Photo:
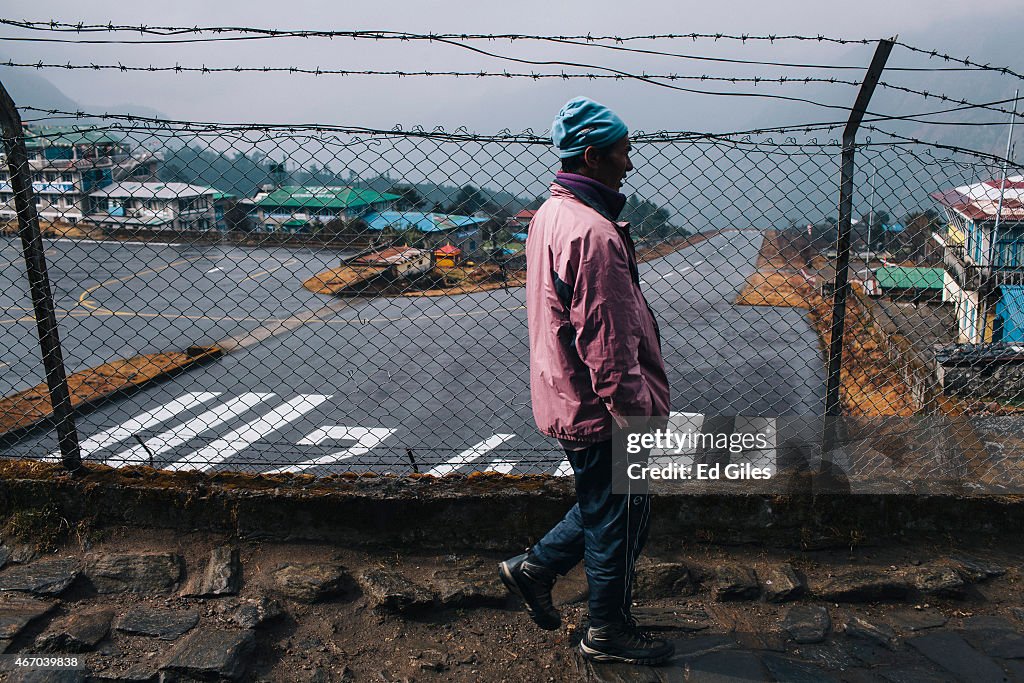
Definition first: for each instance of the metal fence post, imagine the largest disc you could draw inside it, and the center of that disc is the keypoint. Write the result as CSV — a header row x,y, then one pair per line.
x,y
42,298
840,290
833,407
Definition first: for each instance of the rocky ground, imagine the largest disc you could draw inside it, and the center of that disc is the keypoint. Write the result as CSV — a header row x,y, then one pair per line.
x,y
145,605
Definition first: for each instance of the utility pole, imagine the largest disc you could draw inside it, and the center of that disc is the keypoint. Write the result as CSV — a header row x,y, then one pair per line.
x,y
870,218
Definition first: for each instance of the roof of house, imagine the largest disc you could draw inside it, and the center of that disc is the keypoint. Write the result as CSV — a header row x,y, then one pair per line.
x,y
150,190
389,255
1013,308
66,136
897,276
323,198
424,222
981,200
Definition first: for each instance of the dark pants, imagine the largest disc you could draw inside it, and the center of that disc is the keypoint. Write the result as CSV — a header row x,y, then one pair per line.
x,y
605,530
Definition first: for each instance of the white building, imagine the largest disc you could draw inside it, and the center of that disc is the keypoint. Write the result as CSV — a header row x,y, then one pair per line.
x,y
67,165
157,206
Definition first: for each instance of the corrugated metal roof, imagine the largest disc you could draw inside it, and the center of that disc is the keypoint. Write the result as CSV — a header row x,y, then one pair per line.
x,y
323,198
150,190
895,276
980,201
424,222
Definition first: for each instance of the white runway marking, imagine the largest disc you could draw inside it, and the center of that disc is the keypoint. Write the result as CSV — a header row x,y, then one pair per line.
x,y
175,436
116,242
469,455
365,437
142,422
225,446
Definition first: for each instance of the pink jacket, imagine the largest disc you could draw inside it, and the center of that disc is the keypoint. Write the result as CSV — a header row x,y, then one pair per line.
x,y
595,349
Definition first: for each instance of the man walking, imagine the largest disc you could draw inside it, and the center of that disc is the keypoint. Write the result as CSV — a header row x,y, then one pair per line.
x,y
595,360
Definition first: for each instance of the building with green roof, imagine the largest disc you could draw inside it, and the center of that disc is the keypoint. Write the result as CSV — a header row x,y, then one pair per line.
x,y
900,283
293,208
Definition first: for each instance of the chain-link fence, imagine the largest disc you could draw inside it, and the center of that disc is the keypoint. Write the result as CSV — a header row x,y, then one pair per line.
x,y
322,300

***

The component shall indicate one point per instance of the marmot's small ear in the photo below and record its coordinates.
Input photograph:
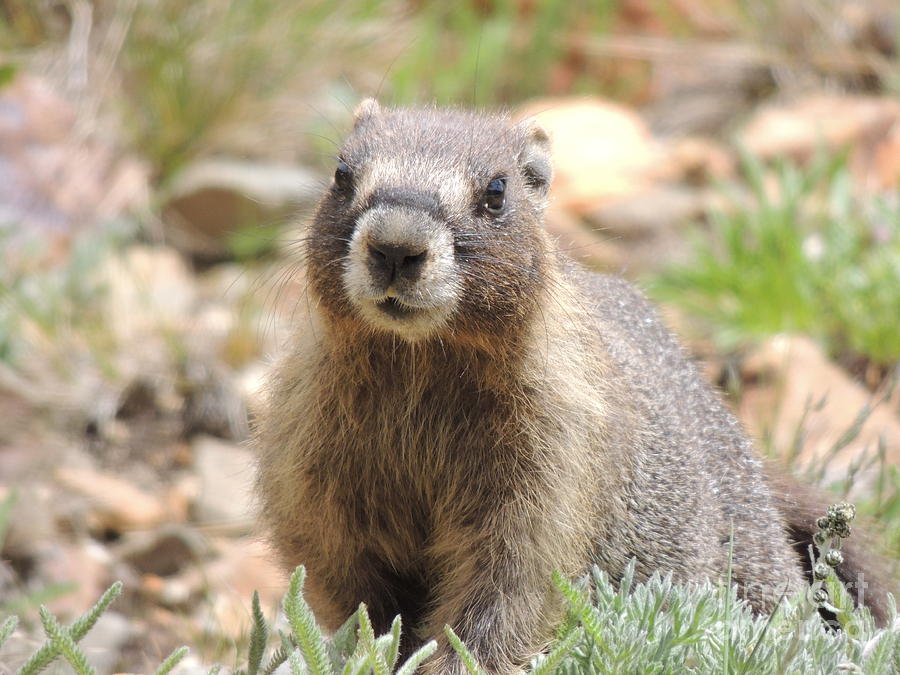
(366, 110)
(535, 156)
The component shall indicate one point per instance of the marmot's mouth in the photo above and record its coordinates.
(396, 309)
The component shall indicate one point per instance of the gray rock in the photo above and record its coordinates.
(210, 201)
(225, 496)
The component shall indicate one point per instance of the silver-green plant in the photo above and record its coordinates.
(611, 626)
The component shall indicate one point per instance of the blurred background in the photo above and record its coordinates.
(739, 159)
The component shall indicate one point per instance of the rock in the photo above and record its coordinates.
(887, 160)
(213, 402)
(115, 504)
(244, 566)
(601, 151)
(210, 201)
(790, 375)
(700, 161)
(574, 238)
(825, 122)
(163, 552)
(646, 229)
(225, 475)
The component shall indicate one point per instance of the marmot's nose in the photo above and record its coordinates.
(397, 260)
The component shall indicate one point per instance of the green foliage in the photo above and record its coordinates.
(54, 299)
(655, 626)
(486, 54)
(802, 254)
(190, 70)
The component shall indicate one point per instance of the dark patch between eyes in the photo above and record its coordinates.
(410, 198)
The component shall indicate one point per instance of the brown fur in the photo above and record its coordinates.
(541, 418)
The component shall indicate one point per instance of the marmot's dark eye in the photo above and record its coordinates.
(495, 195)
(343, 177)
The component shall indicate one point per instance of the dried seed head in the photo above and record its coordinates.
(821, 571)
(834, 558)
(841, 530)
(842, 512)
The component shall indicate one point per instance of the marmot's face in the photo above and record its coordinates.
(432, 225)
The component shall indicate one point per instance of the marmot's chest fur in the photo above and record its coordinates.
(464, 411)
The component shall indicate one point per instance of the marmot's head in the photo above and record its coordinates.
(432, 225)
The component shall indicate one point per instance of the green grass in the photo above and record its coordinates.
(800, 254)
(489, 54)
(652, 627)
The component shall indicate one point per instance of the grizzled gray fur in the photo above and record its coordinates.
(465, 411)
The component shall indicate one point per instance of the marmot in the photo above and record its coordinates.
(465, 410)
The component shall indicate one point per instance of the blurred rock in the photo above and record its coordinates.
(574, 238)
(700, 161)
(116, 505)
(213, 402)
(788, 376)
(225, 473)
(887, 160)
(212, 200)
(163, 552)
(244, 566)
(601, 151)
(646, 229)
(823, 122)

***

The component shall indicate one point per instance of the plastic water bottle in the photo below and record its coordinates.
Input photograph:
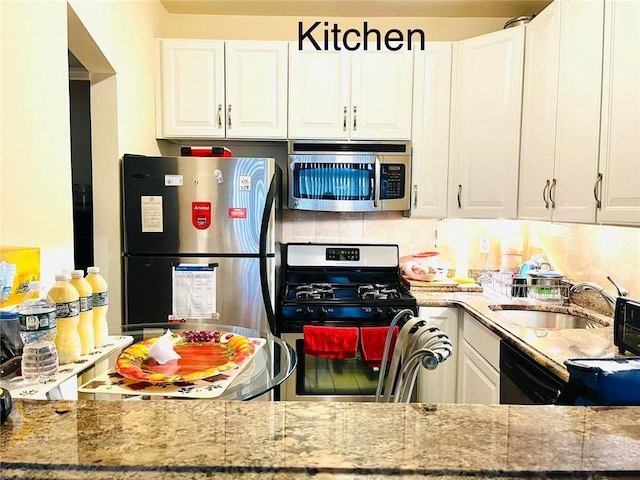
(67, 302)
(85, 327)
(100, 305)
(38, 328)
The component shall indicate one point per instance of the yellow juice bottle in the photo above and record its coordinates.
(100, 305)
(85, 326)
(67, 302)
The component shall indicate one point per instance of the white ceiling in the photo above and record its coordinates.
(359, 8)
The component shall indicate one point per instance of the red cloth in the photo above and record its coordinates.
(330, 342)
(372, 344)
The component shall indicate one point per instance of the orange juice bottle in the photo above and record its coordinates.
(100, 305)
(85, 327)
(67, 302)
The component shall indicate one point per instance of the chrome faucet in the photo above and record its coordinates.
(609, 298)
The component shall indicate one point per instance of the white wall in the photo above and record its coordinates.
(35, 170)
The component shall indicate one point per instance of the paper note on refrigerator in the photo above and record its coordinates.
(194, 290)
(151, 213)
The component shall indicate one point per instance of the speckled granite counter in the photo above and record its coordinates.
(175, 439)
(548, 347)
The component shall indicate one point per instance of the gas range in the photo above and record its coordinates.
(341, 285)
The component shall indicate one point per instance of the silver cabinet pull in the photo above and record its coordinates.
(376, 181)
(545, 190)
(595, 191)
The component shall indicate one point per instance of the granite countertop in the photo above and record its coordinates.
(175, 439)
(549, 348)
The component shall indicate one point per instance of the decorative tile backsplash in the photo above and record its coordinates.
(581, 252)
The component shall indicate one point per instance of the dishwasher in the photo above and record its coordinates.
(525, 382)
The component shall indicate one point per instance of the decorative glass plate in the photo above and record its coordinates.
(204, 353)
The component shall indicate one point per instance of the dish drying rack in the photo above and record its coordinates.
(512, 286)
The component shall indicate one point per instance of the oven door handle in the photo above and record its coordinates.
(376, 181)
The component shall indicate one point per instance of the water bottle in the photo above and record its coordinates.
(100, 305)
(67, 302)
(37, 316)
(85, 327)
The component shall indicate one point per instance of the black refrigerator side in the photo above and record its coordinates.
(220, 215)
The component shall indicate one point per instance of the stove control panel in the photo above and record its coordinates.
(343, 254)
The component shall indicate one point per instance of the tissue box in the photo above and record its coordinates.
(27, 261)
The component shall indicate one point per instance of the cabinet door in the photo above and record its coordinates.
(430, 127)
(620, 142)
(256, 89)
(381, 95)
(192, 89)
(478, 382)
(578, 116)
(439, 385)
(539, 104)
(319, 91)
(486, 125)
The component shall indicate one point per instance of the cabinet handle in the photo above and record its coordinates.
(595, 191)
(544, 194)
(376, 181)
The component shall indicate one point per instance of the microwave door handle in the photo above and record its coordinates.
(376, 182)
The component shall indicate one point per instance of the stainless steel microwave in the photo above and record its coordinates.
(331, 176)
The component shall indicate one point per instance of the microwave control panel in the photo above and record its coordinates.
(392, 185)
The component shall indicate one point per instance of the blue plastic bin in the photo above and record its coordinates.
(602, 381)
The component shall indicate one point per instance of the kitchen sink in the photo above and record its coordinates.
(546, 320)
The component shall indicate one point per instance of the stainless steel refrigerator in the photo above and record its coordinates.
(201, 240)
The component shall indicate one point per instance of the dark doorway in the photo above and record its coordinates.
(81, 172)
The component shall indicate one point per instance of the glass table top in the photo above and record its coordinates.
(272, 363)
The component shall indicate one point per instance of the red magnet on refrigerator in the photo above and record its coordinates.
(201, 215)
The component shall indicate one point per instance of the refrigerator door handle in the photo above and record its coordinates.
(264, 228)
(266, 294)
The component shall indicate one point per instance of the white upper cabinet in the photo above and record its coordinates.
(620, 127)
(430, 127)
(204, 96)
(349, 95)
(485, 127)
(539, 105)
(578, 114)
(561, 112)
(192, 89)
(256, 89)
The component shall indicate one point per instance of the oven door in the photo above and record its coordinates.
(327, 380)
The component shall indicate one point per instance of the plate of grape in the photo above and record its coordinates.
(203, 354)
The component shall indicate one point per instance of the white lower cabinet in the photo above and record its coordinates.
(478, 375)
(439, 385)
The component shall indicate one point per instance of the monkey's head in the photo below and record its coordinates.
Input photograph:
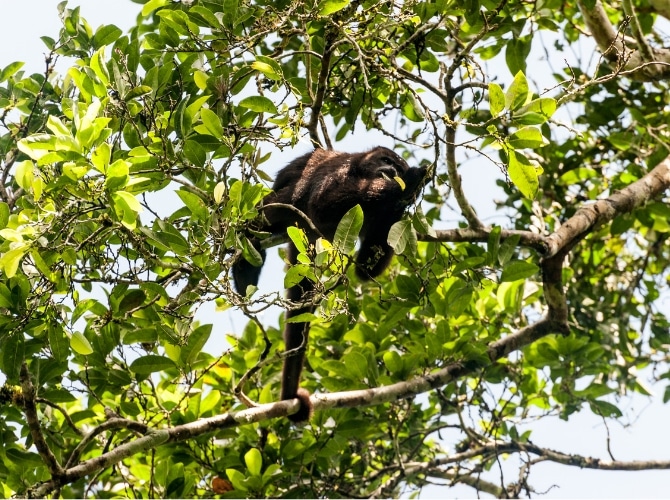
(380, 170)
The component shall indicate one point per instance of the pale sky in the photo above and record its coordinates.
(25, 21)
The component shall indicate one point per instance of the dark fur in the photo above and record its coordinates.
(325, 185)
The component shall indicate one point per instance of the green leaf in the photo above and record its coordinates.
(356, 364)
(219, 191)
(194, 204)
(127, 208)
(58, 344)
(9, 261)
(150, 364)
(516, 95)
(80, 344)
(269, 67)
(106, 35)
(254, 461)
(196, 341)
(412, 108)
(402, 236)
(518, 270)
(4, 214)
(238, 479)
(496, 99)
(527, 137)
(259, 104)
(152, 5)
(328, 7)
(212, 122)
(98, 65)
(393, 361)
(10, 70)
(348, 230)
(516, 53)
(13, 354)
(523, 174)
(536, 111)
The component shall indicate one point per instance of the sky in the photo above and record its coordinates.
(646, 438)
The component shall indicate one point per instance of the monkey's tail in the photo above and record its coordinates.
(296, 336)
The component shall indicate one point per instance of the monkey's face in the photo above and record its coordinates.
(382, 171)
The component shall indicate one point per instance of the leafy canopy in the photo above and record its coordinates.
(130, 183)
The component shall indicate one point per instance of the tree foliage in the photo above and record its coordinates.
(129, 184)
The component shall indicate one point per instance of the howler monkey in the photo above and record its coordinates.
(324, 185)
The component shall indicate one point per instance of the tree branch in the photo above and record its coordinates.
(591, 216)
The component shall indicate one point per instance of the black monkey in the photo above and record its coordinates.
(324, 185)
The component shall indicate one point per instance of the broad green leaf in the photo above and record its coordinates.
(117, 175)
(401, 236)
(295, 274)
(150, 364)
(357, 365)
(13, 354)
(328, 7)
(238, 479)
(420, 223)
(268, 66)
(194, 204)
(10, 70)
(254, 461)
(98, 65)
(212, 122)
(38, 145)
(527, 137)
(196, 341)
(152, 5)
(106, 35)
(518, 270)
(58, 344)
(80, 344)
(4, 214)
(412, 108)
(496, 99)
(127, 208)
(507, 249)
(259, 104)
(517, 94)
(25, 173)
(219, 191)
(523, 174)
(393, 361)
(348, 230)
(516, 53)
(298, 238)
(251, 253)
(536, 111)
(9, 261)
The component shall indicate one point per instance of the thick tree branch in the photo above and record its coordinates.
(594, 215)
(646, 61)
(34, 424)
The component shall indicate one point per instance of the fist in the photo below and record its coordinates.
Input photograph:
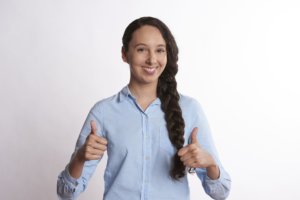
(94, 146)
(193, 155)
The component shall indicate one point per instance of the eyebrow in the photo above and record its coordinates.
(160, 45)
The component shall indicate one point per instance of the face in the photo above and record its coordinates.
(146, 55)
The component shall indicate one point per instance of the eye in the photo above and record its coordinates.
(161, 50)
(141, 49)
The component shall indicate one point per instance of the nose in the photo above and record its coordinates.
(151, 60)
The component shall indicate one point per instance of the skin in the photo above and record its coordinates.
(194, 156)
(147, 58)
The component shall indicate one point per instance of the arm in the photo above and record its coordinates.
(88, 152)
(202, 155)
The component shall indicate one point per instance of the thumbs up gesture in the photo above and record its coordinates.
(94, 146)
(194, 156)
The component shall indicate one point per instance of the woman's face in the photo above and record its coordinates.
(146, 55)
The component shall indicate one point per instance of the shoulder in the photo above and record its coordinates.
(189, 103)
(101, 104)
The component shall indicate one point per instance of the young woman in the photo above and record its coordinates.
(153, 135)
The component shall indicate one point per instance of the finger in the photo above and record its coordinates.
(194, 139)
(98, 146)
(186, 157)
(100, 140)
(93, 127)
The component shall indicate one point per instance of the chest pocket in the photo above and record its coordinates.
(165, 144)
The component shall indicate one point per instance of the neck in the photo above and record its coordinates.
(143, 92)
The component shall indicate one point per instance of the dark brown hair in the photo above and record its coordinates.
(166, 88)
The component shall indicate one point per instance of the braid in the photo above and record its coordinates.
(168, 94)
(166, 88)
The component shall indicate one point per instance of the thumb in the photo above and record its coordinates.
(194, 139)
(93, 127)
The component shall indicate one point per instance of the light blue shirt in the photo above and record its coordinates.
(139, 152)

***

» **Problem details**: Show every line of the material above that contains the word "panel".

» **Response to the task**:
The component shall indicate one point per instance of the stove control panel in the photo above and record its coordinates.
The component shall indicate one point per instance of the microwave control panel in the photo above and record its coordinates.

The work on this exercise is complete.